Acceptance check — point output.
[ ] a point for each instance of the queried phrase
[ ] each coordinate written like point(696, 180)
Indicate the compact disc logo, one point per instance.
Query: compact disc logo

+++

(TASK DESCRIPTION): Copy the data above line for line, keeping every character unchanged.

(FULL SOLUTION):
Acceptance check — point output.
[ ] a point for each instance of the queried phrase
[ ] each coordinate written like point(696, 180)
Indicate the compact disc logo, one point per instance.
Query: compact disc logo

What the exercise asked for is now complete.